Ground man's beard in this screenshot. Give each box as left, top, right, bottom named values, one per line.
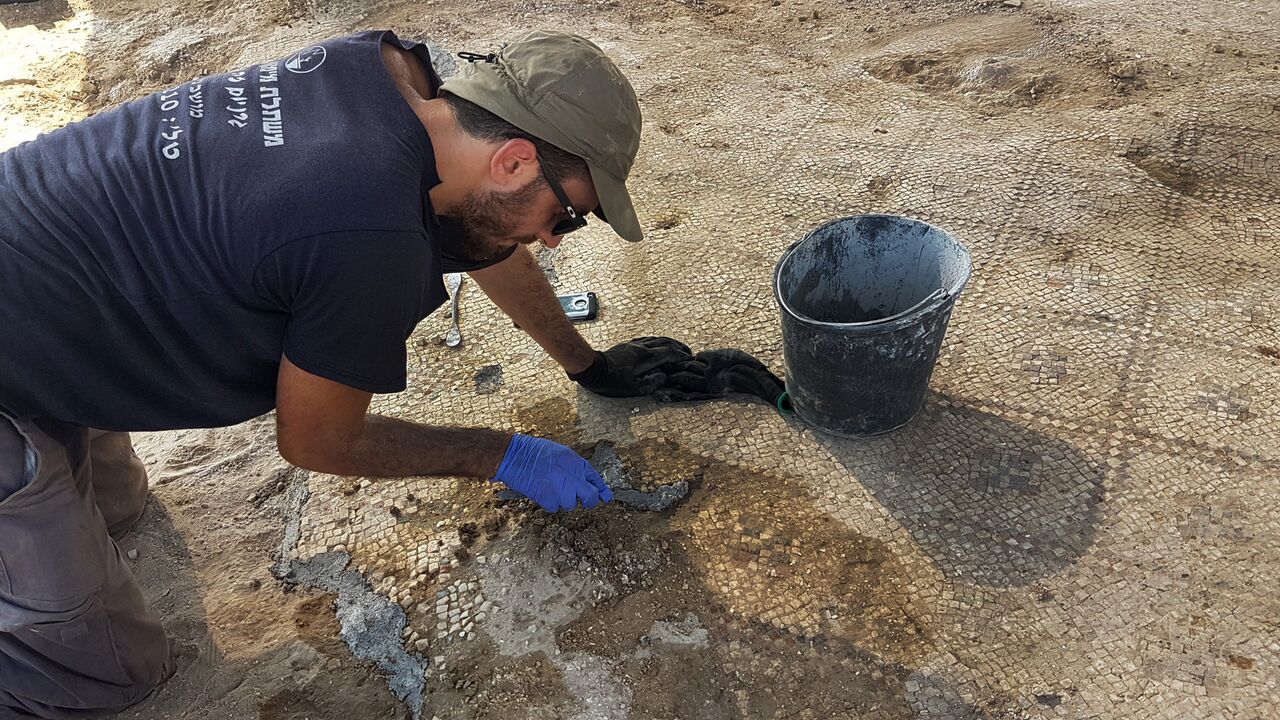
left=443, top=181, right=544, bottom=260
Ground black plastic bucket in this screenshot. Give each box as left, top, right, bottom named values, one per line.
left=773, top=215, right=973, bottom=437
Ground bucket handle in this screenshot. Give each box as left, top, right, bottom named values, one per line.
left=858, top=287, right=947, bottom=325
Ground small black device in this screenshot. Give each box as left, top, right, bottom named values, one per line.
left=557, top=292, right=600, bottom=323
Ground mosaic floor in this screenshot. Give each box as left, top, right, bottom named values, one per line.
left=288, top=3, right=1280, bottom=719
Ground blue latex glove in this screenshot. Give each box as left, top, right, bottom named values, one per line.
left=493, top=433, right=613, bottom=512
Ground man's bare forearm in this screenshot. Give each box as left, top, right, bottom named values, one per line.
left=468, top=247, right=595, bottom=373
left=340, top=414, right=511, bottom=479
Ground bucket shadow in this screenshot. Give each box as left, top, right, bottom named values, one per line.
left=814, top=393, right=1103, bottom=587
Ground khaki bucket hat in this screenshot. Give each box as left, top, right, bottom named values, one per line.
left=442, top=29, right=644, bottom=242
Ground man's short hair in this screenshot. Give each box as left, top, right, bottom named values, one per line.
left=440, top=91, right=591, bottom=182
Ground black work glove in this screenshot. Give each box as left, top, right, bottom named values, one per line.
left=568, top=337, right=694, bottom=397
left=653, top=347, right=786, bottom=406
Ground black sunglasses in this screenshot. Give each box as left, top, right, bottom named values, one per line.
left=538, top=160, right=586, bottom=236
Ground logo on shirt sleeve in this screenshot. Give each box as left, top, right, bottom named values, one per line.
left=284, top=45, right=328, bottom=74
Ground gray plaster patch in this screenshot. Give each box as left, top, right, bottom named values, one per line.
left=591, top=442, right=689, bottom=512
left=476, top=365, right=502, bottom=395
left=905, top=670, right=987, bottom=720
left=649, top=614, right=709, bottom=647
left=280, top=552, right=426, bottom=717
left=271, top=473, right=426, bottom=717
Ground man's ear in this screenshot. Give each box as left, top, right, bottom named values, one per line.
left=489, top=138, right=539, bottom=191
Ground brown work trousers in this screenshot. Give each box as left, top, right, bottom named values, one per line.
left=0, top=413, right=173, bottom=720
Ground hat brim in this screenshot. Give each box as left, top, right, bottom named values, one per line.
left=586, top=160, right=644, bottom=242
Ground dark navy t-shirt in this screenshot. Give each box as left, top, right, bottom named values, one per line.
left=0, top=32, right=447, bottom=430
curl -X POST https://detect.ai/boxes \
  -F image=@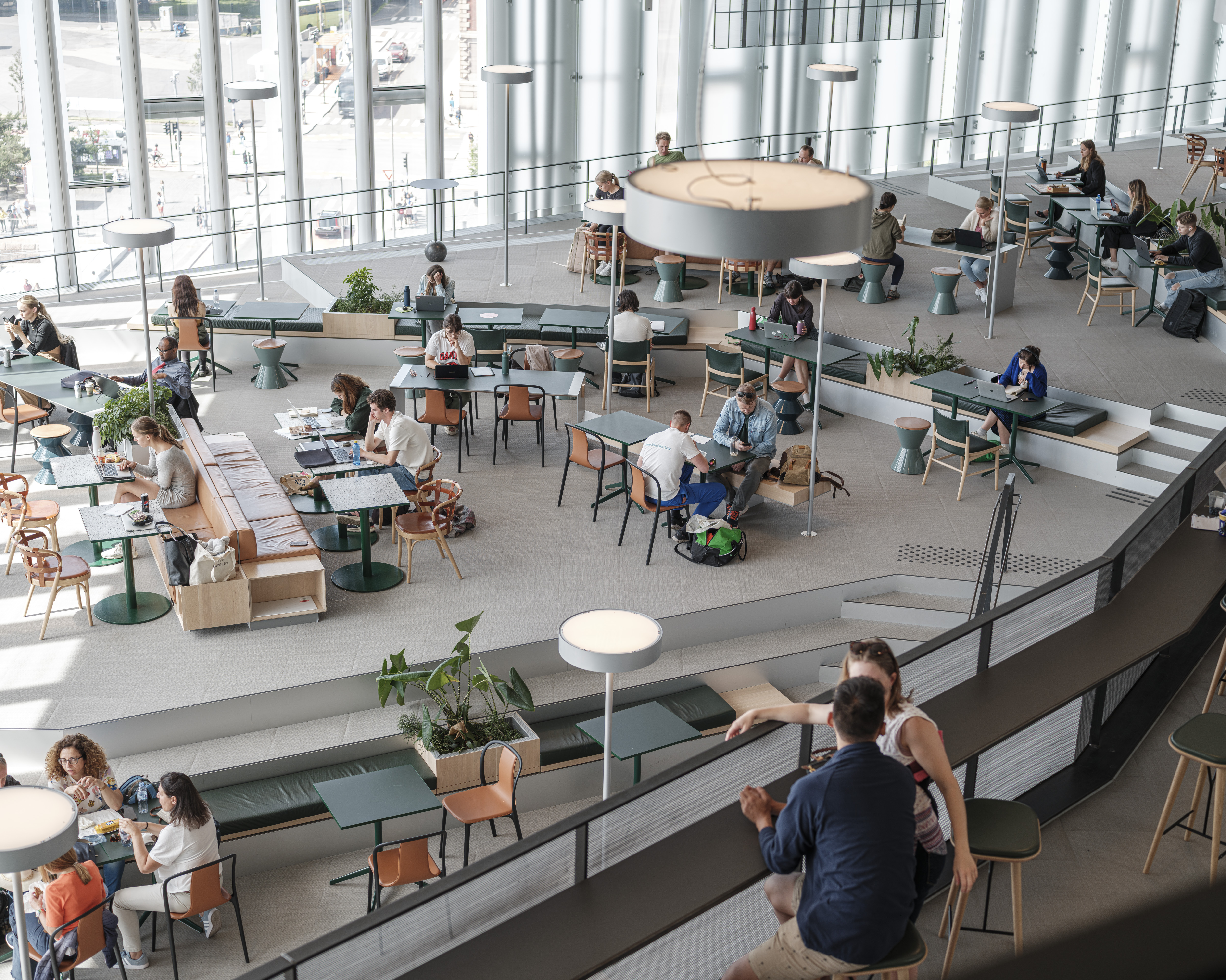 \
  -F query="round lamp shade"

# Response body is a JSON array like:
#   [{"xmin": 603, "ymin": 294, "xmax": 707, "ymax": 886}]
[
  {"xmin": 804, "ymin": 65, "xmax": 859, "ymax": 82},
  {"xmin": 224, "ymin": 81, "xmax": 277, "ymax": 99},
  {"xmin": 625, "ymin": 159, "xmax": 873, "ymax": 259},
  {"xmin": 480, "ymin": 65, "xmax": 532, "ymax": 85},
  {"xmin": 102, "ymin": 218, "xmax": 174, "ymax": 249},
  {"xmin": 980, "ymin": 102, "xmax": 1038, "ymax": 123},
  {"xmin": 583, "ymin": 198, "xmax": 625, "ymax": 225},
  {"xmin": 558, "ymin": 610, "xmax": 665, "ymax": 673},
  {"xmin": 787, "ymin": 251, "xmax": 861, "ymax": 278},
  {"xmin": 0, "ymin": 786, "xmax": 77, "ymax": 875}
]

________________________

EXERCISE DETAILS -> Copy out every line of the material above that contains the string "work". Case counts.

RIGHT ANSWER ->
Ground black work glove in this screenshot. Give each box as left, top, right, bottom named values, one per line.
Ground brown work trousers in this screenshot. Give each box as left, top, right, bottom named values, one per line.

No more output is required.